Dataset rows about object locations
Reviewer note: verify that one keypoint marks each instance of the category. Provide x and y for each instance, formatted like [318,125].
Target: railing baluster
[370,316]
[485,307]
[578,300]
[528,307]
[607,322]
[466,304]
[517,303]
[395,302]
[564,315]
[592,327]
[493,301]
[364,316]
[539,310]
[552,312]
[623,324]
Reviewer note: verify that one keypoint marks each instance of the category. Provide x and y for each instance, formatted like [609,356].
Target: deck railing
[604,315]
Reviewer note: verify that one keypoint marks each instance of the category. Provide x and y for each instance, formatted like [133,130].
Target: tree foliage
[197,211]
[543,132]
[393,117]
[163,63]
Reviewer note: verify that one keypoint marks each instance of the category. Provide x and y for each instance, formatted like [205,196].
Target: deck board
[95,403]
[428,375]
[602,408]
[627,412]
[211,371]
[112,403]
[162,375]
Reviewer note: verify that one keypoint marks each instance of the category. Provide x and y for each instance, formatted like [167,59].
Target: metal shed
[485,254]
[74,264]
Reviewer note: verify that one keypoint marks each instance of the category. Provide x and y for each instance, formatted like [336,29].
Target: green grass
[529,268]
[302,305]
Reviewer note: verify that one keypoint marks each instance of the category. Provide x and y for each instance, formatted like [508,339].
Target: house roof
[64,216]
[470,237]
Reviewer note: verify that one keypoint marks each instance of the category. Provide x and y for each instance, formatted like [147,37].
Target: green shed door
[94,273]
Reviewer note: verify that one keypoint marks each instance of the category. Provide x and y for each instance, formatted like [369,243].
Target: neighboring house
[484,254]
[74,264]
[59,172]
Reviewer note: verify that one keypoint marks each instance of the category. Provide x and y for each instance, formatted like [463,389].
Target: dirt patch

Short exercise: Please rewrite the rows starting with the line containing "formatted like [463,389]." and going on through the end of the rows, renaming "dirt patch" as "bare soil patch" and changing nothing else.

Solved exercise:
Reviewer note: verify that one keypoint marks each instance of the category. Provide x and y for each instance, formatted like [463,389].
Target: bare soil patch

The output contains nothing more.